→ **SOURCE TEXT**

• • • • • • •

If there is no way to separate a person from his real freedom without destroying both at the same time, it is possible — and unfortunately easy enough — to destroy a person’s opportunities for exercising his personal capacities without destroying him. We need to distinguish between a person’s real freedom and his organic freedom, the latter being his activity or work as a person. It is again undeniable that any number of circumstances and accidents can cause a temporary or definitive destruction or limitation of a person’s organic freedom, but again and for the same reason that we noted before, it is only when such causes originate within the human world that the question of their lawful or unlawful character arises.

Once the notion of natural law is properly understood as the order of the natural world of free persons, it is easy to grasp the concept of natural right. The word ‘right’ can be used in two different but related senses: the one captures the static aspect of a right, the other its dynamic aspect. In the static sense a person’s natural right is the place or space he occupies lawfully in the natural order of the human world — it is his property. That space is first of all determined by his physical being as a person, and is therefore immediately filled by his real freedom.

• • • • • • •

→ **SUPPLIED MATERIAL**
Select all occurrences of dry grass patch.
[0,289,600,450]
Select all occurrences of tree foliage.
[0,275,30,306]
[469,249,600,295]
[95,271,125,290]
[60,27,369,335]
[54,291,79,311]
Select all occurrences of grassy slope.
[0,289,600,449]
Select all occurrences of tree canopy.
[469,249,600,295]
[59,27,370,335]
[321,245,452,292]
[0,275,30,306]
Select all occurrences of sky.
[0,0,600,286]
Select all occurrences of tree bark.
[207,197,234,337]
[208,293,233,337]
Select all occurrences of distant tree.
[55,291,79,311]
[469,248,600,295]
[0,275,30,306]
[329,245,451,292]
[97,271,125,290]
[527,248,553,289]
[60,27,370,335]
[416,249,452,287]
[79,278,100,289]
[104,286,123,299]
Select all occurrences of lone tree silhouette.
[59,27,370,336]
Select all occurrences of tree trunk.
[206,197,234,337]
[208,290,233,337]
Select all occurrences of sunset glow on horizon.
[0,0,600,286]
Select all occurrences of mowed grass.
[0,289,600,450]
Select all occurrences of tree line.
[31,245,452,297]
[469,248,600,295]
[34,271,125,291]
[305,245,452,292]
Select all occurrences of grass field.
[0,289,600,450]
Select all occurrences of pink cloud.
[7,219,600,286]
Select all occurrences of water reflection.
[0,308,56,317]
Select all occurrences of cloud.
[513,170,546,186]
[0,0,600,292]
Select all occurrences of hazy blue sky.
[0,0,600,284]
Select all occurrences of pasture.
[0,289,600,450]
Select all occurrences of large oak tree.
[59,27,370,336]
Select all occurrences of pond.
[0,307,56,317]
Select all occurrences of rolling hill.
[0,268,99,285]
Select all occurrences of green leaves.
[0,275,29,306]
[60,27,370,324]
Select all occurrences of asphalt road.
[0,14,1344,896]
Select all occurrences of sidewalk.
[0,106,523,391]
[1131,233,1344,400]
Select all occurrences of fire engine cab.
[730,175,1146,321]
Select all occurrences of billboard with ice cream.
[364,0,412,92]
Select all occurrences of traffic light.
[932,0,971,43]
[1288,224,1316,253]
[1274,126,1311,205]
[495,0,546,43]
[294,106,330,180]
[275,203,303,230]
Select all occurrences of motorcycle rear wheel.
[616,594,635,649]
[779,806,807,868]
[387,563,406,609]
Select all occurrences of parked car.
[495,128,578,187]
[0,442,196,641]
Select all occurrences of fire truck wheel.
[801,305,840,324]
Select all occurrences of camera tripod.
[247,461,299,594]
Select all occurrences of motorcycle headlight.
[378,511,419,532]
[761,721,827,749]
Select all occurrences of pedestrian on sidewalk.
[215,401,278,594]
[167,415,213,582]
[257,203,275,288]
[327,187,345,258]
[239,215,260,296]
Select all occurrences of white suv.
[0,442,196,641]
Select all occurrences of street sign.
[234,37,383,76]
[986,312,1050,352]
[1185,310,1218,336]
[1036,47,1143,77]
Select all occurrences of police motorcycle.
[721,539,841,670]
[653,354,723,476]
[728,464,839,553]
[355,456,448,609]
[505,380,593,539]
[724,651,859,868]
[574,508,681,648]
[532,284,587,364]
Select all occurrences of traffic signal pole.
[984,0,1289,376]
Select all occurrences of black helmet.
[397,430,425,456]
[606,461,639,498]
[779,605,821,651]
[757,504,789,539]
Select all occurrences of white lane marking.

• • • • • • •

→ **COMPLETE THE FOLLOWING**
- 1) List every word in the passage on natural law that ends in the letters "ly", in the order they appear.
- 2) Please transcribe the part of the records that opens with the line containing "Select all occurrences of traffic light." and closes with the line containing "[761,721,827,749]", keeping every line identical.

→ **LIST OF SOLUTIONS**
- 1)
unfortunately
only
properly
lawfully
immediately

- 2)
Select all occurrences of traffic light.
[932,0,971,43]
[1288,224,1316,253]
[1274,126,1311,205]
[495,0,546,43]
[294,106,330,180]
[275,203,303,230]
Select all occurrences of motorcycle rear wheel.
[616,594,635,649]
[779,806,807,868]
[387,563,406,609]
Select all occurrences of parked car.
[495,128,578,187]
[0,442,196,641]
Select all occurrences of fire truck wheel.
[801,305,840,324]
Select all occurrences of camera tripod.
[247,461,299,594]
Select all occurrences of motorcycle headlight.
[378,511,419,532]
[761,721,827,749]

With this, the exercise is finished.